## [Tantangan a]
Dalam teks tentang pemalsu hadis di bawah, Al Dzahabi menyebut orang-orang yang menjadi guru Abu Ishmah Nuh. Sebutkan semuanya beserta bidang yang dipelajari dari masing-masing.

## [Dokumen Sumber]
:::

Oleh sebab itu Yahya ibn Al Qaththân berkata, “Aku tidak menyaksikan kebohongan pada sebuah komunitas lebih banyak dari komunitas kaum yang dinisbatkan (dianggap) saleh”.
Salah satu contoh hadis palsu produk mereka adalah apa yang diriwayatkan Al Hakim dengan sanadnya dari Abi Ammar Al Marwazi, dikatakan kepada Abu Ishmah Nuh ibn Abi Maryam, “Dari manakah kamu peroleh hadis tentang keutamaan surah demi surah Al quran ini dari jalur Ikrimah dari Ibnu Abbas, sementara murid-murid Ikraimah tidak ada yang meriwayatkannya? Ia menjawab, “Aku menyaksikan orang-orang telah berpaling dari Al quran dan mereka sibuk dengan fikih Abu Hanifah, kitab sejarah Ibnu Ishaq maka saya buatkan hadis ini dengan harapan mendapat pahala”.
Perlu diketahui tentang Abu Ishmah Nuh ini, bahwa ia adalah seorang ulama yang telah menguasai banyak disiplin ilmu Islam, tetapi sayang ada satu yang tidak ia miliki yaitu kejujuran. Ibnu Hibban berkata, “Ia mengumpulkan segala sesuatu kecuali kejujuran”. Al Dzahabi berkata, “Ia digelari Al Jaami’ (yang merangkum) sebab ia belajar fikih dari Abu Hanifah dan Ibnu Abi Laila, belajar hadis dari Hajjaj ibn Arthah, belajar tafsir dari Al Kalbi dan Muqatil, dan belajar sejarah Islam dari Ibnu Ishaq… ia menduduki jabatan sebagai qadhi, jaksa tinggi di kota Maru, ia berumur panjang dan mampu mengumpulkan banyak kesempurnaan kecuali kejujuran”.
Sementara nama para Pemalsu hadits yang terkenal dari golongan islam sendiri adalah:
a) Abu Daud Al Nakha’i
Contoh lain pamalsu hadis yang shaleh adalah Abu Daud Al Nakha’i. Ia adalah seorang yang paling panjang bangun malamnya, paling banyak puasa di siang harinya, tetapi ia gemar memalsu hadis!
b) Abu Bisyri Ahmad ibn Mumahhad Al Faqîh Al Marwazi
Ibnu Hibban berkata, “Abu Bisyri Ahmad ibn Mumahhad Al Faqîh Al Marwazi salah satu yang paling gigih dalam membela sunnah dan paling tegas terhadap yang menyalahinya, tetapi ia gemar membuat hadis-hadis palsu.”
c) Wahb ibn Hafsh
Ibnu Adiy berkata, “Wahb ibn Hafsh termasuk kaum Shalihin, ia pernah berdiam diri tidak berbicara kepada siapapun selama dua puluh tahun, tetapi ia suka berbohong dalam hadis dengan kebohongan yang keji”.

:::

## [Data Tugas]
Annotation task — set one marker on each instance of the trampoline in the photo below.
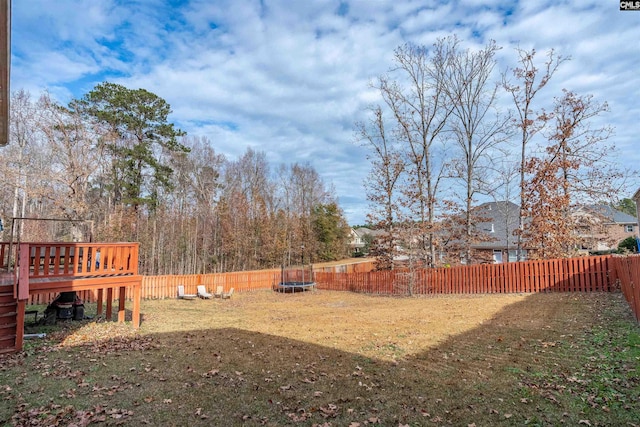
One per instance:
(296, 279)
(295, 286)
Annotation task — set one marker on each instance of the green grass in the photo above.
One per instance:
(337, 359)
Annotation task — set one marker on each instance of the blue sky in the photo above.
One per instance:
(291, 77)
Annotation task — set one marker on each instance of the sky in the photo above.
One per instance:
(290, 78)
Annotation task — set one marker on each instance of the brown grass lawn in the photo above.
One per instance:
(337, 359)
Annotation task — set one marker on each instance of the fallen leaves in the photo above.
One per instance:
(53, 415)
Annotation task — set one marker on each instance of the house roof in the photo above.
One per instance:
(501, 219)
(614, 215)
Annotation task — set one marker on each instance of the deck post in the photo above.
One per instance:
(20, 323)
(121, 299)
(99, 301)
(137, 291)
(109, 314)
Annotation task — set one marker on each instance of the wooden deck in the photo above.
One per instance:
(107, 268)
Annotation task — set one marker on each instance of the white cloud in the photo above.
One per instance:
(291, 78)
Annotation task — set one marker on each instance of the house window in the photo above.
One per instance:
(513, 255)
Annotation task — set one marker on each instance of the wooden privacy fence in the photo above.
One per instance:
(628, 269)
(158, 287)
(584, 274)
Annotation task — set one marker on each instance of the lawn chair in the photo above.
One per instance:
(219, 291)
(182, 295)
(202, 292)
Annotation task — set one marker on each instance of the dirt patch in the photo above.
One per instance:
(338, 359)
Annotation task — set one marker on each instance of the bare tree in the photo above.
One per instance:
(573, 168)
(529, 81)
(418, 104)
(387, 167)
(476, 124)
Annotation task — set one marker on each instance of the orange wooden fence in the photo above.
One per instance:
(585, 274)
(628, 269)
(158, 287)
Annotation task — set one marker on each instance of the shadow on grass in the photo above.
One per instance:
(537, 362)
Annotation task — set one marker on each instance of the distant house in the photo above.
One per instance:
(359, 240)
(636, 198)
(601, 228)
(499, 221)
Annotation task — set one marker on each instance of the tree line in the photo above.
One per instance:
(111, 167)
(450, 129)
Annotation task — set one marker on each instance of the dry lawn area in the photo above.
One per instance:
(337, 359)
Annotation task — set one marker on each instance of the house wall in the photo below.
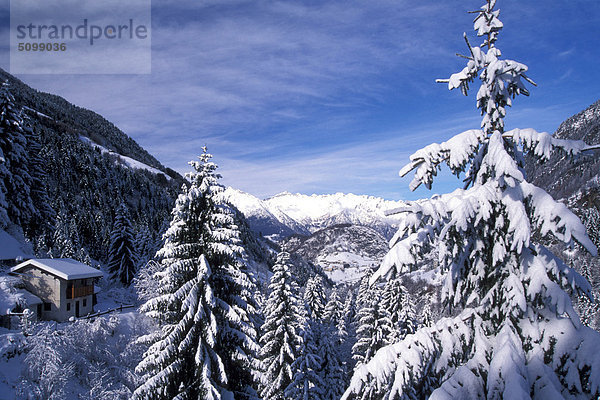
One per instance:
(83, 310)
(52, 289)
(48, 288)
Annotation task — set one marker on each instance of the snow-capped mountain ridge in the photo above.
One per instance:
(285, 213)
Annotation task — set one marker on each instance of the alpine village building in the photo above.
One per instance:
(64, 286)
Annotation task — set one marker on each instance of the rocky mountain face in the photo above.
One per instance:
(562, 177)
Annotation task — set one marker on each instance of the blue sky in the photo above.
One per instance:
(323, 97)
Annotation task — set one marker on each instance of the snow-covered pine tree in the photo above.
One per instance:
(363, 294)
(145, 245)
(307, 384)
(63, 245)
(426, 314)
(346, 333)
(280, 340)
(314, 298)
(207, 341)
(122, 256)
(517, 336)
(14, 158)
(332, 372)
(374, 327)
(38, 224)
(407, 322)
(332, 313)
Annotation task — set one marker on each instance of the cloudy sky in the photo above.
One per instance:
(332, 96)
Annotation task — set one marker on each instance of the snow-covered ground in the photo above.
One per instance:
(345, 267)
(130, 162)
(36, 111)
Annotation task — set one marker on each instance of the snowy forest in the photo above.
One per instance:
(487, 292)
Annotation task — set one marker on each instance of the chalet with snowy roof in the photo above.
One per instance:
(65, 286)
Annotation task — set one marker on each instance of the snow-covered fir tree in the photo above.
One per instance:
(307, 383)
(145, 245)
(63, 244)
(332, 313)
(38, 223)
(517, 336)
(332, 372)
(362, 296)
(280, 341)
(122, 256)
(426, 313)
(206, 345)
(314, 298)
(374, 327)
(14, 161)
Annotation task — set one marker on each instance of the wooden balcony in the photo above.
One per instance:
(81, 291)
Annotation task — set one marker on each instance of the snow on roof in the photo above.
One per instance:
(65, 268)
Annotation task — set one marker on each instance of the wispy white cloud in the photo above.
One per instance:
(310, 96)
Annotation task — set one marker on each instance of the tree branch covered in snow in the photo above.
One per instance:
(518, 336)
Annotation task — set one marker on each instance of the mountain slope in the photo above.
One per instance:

:::

## [Tantangan b]
Hitung baris dalam data di atas yang memuat kata "covered", dengan huruf besar dan kecil dibedakan. Jawab dengan angkanya saja.

## [Jawaban Tertulis a]
- Abu Hanifah (fikih)
- Ibnu Abi Laila (fikih)
- Hajjaj ibn Arthah (hadis)
- Al Kalbi (tafsir)
- Muqatil (tafsir)
- Ibnu Ishaq (sejarah Islam)

## [Jawaban Tertulis b]
4